** COMPLETE THE FOLLOWING **
A. Render the sentence "Bored people are rarely amused." from the dating-advice excerpt into Spanish.
B. In the dating-advice excerpt, repeat everything from "Once you pluck" down to "Seize the moment.".

** EXCERPTED TEXT **
Once you pluck up the courage, how you make the first move depends on your style. It could be a sexy text, subtle flirting, or straight-up asking him out. The key is to be confident and genuine. Seize the moment.

Table of Contents

How to Make a Move on a Guy

1. Make eye contact

Ah, the eyes — the windows to the soul. Although, if your plan is to shoot your shot, maybe looking deep into his soul isn’t a good place to start. I dunno, seems a bit intense. 

For some reason, though, eye contact works. In a reaction known as “autonomic arousal,” people’s brains are stimulated when they know they are the object of someone’s attention. This effect is even stronger when one party is aware “of being the target of another individual’s attention.”[1]

That makes it a good way to make the first move, just to let someone know — subtly — that you’re into them. If you want to approach someone but you’re too nervous, meet their eyes and hold their gaze for a long second. If you’re feeling bold, maybe even give them a little smile or a nod.  

2. Flirt your socks off

If you have your eye on a man and want to move in, overt flirting might let him know you’re into him. Some people are oblivious to flirtation, so you might need to lay it on a bit thick if the subtle approach isn’t working. 

You can flirt through text, on a call, or in person. Playful teasing and compliments will make him feel good and let him know that you find him attractive. 

Just keep in mind, how you flirt should reflect your goal. A study published in the journal Evolutionary Psychology found that “flirtation tactics that included cues to sexual availability such as displaying the body, dressing sexy, and sexualized physical contact were judged as more effective when they are employed by women in a short-term mating context.”[2

Meaning you’re not looking for something long-term, you’re just looking for some “horizontal refreshment,” as they would say in the 1800s. So, if that’s not all you’re looking for, don’t make him think it is.

3. Laugh at his jokes

I don’t mean you should laugh at his jokes whether they’re funny or not. If he’s not funny, do us all a favor and please don’t encourage him. But if he is funny and you want to laugh, then laugh. Don’t be shy about it. Make some jokes of your own, too. Hopefully, he’ll laugh back! 

Laughing together is an effective way for two people to interact, helping people feel more at ease with each other. Bored people are rarely amused. So, if you laugh with him, you demonstrate you’re enjoying his company.[3]

Laughter will also clue him in to the fact that you like him. According to researchers with Stanford University, people of all genders “convey intended flirtation by laughing more.”[4] In fact, in the study I mentioned above from Evolutionary Psychology, authors Kennair et al. found that “responding to humor through laughing or giggling was considered an equally effective flirtation tactic for both men and women.”

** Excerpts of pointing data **

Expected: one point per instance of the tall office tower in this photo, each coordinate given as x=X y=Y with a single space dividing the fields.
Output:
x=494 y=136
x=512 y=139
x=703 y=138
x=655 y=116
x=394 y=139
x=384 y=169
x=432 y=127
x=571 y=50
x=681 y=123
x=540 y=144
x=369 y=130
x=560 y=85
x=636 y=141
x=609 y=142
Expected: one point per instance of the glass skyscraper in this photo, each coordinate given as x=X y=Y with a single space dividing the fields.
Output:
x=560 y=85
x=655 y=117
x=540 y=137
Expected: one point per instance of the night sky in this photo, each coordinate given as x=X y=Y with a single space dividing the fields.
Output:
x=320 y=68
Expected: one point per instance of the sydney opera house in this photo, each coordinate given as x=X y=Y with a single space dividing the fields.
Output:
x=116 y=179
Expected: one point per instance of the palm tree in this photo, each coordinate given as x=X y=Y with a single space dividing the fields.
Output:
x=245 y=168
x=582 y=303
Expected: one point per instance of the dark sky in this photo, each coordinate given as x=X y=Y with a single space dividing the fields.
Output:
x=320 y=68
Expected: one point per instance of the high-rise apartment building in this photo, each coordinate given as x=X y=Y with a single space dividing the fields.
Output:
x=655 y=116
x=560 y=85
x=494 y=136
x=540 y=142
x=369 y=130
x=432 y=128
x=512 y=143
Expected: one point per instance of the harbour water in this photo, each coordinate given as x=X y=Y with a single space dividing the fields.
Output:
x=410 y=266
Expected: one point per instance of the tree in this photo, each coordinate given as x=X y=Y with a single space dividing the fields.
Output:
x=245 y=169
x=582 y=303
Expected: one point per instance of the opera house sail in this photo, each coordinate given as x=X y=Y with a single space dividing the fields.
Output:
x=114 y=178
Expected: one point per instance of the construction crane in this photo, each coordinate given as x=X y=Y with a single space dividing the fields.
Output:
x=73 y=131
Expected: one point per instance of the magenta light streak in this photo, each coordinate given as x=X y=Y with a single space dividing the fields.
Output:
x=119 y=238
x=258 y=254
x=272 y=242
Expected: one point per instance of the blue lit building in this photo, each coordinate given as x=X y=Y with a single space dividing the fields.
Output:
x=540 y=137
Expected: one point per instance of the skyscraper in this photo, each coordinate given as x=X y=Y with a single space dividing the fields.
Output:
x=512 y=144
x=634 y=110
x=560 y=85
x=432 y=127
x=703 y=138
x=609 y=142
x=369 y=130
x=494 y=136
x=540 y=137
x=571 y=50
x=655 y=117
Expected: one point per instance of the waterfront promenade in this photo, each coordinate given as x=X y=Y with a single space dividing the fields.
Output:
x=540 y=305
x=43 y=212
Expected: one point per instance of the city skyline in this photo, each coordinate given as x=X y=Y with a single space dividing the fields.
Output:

** ANSWERS PROVIDED **
A. Las personas aburridas rara vez se divierten.

B.
Once you pluck up the courage, how you make the first move depends on your style. It could be a sexy text, subtle flirting, or straight-up asking him out. The key is to be confident and genuine. Seize the moment.